EXERCISE INPUTS:
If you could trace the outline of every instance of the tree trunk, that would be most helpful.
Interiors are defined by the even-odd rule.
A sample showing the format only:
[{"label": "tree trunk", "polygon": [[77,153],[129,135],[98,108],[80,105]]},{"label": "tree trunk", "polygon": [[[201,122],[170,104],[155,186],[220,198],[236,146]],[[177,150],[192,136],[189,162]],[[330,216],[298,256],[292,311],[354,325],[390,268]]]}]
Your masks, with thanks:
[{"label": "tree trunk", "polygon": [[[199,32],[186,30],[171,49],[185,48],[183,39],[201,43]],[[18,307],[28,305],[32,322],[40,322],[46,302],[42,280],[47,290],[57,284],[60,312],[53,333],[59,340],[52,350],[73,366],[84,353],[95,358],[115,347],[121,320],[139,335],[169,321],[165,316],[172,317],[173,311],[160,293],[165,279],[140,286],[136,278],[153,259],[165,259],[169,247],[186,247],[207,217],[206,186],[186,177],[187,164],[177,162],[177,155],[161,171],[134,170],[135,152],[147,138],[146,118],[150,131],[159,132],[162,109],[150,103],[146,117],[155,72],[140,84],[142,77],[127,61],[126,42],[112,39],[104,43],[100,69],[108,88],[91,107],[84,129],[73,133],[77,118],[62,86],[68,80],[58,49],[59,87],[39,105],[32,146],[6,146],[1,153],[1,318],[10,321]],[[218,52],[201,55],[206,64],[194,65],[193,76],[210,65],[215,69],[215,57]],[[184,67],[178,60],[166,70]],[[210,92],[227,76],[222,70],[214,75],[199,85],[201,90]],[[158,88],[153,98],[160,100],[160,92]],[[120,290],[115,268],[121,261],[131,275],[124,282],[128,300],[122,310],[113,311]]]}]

WHAT IS REQUIRED: Would you reproduce the entire listing, keeping every line as it is?

COMPLETED TASK:
If you could trace the outline of every instance of the tree trunk, that would be most helpful.
Interiors are defined by the even-odd rule.
A sample showing the format only:
[{"label": "tree trunk", "polygon": [[77,153],[129,135],[98,108],[80,105]]},{"label": "tree trunk", "polygon": [[[201,122],[170,104],[155,186],[220,198],[236,146]],[[177,150],[192,136],[189,162]],[[330,216],[298,256],[292,311],[354,325],[390,268]]]}]
Your masks, with thanks:
[{"label": "tree trunk", "polygon": [[[199,32],[186,30],[171,49],[185,48],[183,39],[201,43]],[[18,307],[28,305],[32,322],[40,322],[46,302],[42,280],[47,290],[57,284],[60,312],[53,333],[59,340],[52,350],[73,366],[84,353],[95,358],[115,347],[121,320],[139,335],[169,321],[165,316],[172,317],[173,311],[160,293],[165,279],[140,286],[136,278],[153,259],[165,259],[169,247],[186,247],[207,217],[206,186],[186,177],[187,164],[177,162],[177,155],[161,171],[134,170],[135,152],[147,138],[146,118],[150,131],[159,132],[162,109],[150,103],[146,117],[155,72],[140,84],[142,77],[127,61],[126,42],[112,39],[104,43],[100,69],[108,88],[91,107],[84,129],[73,133],[77,118],[62,86],[68,80],[58,49],[59,87],[39,105],[32,146],[6,146],[1,153],[1,318],[10,321]],[[218,52],[201,55],[206,64],[194,65],[193,76],[210,65],[215,69],[215,57]],[[184,67],[178,60],[166,70]],[[210,92],[227,76],[222,70],[214,75],[199,85],[201,90]],[[158,88],[153,98],[160,100],[160,92]],[[120,290],[115,268],[121,261],[131,275],[124,282],[128,300],[122,310],[113,311]]]}]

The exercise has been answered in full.